— begin —
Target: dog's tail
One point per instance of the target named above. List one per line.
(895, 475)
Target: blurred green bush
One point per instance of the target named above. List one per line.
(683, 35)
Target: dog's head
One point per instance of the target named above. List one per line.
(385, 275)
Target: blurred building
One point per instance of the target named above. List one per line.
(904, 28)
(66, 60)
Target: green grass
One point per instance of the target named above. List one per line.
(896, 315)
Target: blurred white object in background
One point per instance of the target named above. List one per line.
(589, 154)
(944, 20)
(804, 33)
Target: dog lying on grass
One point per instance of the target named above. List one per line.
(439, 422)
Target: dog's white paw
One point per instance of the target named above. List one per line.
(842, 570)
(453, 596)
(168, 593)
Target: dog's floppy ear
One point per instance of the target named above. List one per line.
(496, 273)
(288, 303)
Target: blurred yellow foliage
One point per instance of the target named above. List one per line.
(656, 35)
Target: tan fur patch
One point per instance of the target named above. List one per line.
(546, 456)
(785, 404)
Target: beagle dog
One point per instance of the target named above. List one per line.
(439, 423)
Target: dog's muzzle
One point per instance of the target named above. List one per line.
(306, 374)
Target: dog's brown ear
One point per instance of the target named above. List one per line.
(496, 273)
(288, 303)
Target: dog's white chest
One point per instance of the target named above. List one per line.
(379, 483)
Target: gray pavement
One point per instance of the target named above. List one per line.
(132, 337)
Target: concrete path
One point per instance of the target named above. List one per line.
— end —
WRITTEN EXERCISE: Resize the data above, starting at the line containing "Target: blurred yellow foliage" and running through the end of the data, both ends included. Copy every line of that span, the requests included, and multiply each coordinate in the answers by 1.1, rounding to whole numbers with halves rounded up.

RESULT:
Target: blurred yellow foliage
One point per instance of the target named above. List one per line.
(722, 39)
Target: tan fur patch
One point per instance of the target named above. List one per line.
(601, 502)
(864, 444)
Target: beagle dog
One point per instance of the target named above. List one per line.
(483, 465)
Target: dog's muzzle
One point per instance of the target named above. List one per line.
(337, 411)
Target: dog's brown ear
One point per instance of the target named above. List one per line.
(546, 300)
(317, 333)
Target: dog's white chest
One point per instance of the target named above. List one per line.
(417, 531)
Target: gray pavement
One point per instance of the target named above. List one per line.
(145, 371)
Target: concrete path
One point per instance of the target named above. List one per line.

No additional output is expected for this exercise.